**** TEXTAUSSCHNITT
Bei einem Zwischenstopp in Argentinien Anfang Dezember sagt Schatz, womöglich müsse, wohlgemerkt nach ausgiebiger Untersuchung des Vorfalls, das Ausbildungskonzept überarbeitet werden. Mehr Training, strengere Auslese. „Die motorischen Fä­higkeiten haben abgenommen, die Jugend sitzt nicht mehr im Kirschbaum, sondern eher vorm Computer“, sagt er in Anspielung auf den tödlichen Sturz zu Journalisten.

In Mürwik müssen das manche der Kameraden von Sarah Lena Seele als zynisch empfunden haben. Sie haben noch in unguter Erinnerung: Im September 2008 ertrank die 18-jährige Offiziersanwärterin Jenny Böken nördlich von Norderney, nachdem sie während ihrer Seewache auf der Gorch Fock über Bord gefallen war. 2002 starb ein 19-Jähriger nach einem Sturz aus der Takelage. 1998 fiel ein ebenfalls 19-Jähriger aus dem Großmast der Gorch Fock aus zwölf Metern Höhe auf die Planken. Tot. Tragische Fälle. Tragische Einzelfälle auf einem Schiff, auf dem in einem halben Jahrhundert mehr als 14 500 Offizier- und Unteroffizieranwärter unfallfrei ihre Grundausbildung absolviert haben. So war das Bild der „Botschafterin in Weiß“, wie die Marine ihren Prestige-Segler nennt, bis Anfang dieser Woche. Es hat mit dem, was in ersten Umrissen heute auftaucht, nur noch wenig zu tun.

Ein beunruhigendes Bild

Denn inzwischen ist ein Brief des Wehrbeauftragten des Bundestags, Hellmut Kö­nigshaus, und der Verlauf ei­ner Sitzung des geheim tagenden Verteidigungsausschusses bekannt geworden, der ein „beunruhigendes Bild zeichnet“, wie die FDP-Abgeordnete Elke Hoff der WAZ sagte.
********
(AUFGABEN DER ÜBUNG):
[A] Wann ist Jenny Böken laut dem Text über die Gorch Fock ertrunken?
[B] Schreib den Text über die Gorch Fock ab seinem letzten Satz weiter.
**** VORLIEGENDE EINTRÄGE
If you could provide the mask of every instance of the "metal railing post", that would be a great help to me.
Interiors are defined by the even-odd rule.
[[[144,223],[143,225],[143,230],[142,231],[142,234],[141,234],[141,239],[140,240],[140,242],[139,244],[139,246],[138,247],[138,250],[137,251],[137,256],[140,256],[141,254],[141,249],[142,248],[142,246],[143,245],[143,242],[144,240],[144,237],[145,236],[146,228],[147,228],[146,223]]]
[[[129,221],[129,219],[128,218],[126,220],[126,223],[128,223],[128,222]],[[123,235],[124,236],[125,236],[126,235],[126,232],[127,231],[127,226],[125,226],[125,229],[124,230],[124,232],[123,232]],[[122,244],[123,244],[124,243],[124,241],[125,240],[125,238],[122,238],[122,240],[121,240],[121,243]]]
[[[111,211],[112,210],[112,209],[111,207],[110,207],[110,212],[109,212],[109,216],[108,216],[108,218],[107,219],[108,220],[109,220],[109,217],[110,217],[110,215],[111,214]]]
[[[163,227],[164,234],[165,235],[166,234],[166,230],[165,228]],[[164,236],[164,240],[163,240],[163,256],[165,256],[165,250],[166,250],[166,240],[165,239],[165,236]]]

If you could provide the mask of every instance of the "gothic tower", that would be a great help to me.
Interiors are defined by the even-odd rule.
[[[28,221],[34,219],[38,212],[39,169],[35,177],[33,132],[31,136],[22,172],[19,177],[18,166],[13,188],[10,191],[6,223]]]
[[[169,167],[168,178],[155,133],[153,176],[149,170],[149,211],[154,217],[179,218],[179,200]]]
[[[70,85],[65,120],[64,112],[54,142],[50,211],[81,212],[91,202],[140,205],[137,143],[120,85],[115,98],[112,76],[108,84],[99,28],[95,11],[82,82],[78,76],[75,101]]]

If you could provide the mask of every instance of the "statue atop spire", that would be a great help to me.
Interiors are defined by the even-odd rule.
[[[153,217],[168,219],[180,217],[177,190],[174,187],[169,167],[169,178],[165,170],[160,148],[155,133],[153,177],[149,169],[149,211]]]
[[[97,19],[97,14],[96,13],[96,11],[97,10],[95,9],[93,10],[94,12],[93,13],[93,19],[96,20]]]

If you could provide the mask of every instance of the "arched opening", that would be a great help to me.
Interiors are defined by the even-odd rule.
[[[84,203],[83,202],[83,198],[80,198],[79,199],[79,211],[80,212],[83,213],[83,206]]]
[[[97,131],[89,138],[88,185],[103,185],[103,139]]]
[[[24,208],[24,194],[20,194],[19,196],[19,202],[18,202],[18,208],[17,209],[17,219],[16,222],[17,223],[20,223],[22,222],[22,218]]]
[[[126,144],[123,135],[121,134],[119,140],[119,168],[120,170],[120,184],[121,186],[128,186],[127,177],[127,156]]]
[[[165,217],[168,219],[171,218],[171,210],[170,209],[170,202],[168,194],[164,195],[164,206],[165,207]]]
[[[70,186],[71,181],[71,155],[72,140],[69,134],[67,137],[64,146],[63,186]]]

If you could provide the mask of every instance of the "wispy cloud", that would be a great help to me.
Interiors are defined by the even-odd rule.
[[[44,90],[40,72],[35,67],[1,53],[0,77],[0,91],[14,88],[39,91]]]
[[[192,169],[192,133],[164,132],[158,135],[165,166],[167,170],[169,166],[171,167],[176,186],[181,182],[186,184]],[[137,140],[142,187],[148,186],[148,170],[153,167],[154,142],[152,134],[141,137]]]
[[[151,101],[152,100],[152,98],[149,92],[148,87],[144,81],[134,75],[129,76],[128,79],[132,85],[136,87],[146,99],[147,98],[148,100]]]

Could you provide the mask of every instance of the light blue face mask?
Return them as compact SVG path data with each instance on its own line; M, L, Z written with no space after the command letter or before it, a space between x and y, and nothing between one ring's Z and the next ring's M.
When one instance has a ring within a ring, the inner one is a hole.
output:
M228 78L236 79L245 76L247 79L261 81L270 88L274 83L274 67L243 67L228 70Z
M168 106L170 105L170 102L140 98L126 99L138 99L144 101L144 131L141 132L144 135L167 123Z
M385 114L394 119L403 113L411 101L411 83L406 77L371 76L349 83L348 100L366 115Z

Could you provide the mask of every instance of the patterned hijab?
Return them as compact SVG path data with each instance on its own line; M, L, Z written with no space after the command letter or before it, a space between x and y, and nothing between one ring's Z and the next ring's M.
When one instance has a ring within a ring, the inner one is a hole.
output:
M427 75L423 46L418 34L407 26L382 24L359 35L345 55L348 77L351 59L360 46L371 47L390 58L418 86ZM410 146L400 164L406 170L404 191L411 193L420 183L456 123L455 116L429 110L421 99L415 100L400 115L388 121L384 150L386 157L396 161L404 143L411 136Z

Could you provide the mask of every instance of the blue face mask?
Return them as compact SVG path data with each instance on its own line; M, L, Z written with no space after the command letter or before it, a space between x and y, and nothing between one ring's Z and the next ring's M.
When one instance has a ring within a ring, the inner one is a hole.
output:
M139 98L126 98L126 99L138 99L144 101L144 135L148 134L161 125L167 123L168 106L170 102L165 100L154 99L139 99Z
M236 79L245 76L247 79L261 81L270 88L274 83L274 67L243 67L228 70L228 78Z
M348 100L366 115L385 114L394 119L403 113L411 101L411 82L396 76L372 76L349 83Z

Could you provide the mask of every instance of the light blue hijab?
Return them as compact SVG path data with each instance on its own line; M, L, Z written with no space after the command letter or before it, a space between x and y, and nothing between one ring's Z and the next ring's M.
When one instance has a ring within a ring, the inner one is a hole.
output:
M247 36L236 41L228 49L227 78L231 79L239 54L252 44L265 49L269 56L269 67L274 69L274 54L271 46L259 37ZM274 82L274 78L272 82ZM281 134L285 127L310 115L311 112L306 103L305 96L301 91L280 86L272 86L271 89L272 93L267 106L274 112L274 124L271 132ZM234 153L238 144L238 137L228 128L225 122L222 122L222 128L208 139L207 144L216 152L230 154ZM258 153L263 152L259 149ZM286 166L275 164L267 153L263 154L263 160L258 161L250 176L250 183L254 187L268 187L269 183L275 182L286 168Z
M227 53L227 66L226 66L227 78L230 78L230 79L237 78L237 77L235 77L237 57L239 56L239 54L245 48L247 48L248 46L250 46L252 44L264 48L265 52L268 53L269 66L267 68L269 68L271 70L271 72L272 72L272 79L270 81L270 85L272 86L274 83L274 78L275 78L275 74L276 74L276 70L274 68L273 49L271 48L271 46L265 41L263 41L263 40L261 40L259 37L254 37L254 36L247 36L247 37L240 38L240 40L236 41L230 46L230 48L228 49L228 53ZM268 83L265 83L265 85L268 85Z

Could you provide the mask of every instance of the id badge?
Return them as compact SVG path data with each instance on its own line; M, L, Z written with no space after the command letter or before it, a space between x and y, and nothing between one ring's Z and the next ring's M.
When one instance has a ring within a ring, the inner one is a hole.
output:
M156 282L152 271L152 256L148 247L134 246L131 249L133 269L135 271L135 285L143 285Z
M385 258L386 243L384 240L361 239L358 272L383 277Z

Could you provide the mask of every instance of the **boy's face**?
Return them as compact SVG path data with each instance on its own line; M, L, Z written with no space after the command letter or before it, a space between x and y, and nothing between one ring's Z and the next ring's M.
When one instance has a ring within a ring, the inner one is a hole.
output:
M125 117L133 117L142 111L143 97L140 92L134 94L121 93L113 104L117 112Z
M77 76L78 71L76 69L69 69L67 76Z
********
(LÖSUNGEN):
[A] Im September 2008.

[B]
Drei Mitarbeiter von Kö­nigshaus waren in der vergangenen Woche in Mürwik und sprachen mit 45 Beteiligten, die seinerzeit in Brasilien mit an Bord waren. Was sie be­­schreiben, wirft, so es wahr ist, ein fatales Licht auf Kommandant Schatz und seine höchsten Offiziere. Nach dem tödlichen Sturz weigerten sich laut Kö­nigshaus etliche Kadetten, in die 45 Meter hohen Masten zu steigen. Auf sie sei trotz des Todesfalls massiver Druck ausgeübt worden, es dennoch zu tun. „Wenn Sie nicht hochgehen, können Sie das Offizierspatent vergessen“, heißt es in dem Brief des Wehrbeauftragten an Verteidigungsminister zu Guttenberg (CSU). In einem Fall sei ein An­wärter, der unter extremer Höhenangst leidet, auf diese Weise in den Mast gezwungen worden.

Die Wahrheit am Ende der Welt

In vier Fällen habe Schatz sogar erwogen, Ka­detten wegen „Meuterei“ nach Hause fliegen zu lassen. Ihnen wurden Ablösungsverträge vor­gelegt. Kurios: In letzter Minute seien die Offiziersanwärter von der Schiffsführung aufgefordert worden, die Schriftstücke zu verbrennen, heißt es in Königshaus’ Brief. Dazu kommt nach An­gaben von Mitgliedern des Verteidigungsausschusses ei­ne Ge­schmacklosigkeit ohnegleichen: Tage nach der Tragödie soll auf Direktive des Kapitäns an Bord „eine Karnevalsfeier durchgezogen worden sein“.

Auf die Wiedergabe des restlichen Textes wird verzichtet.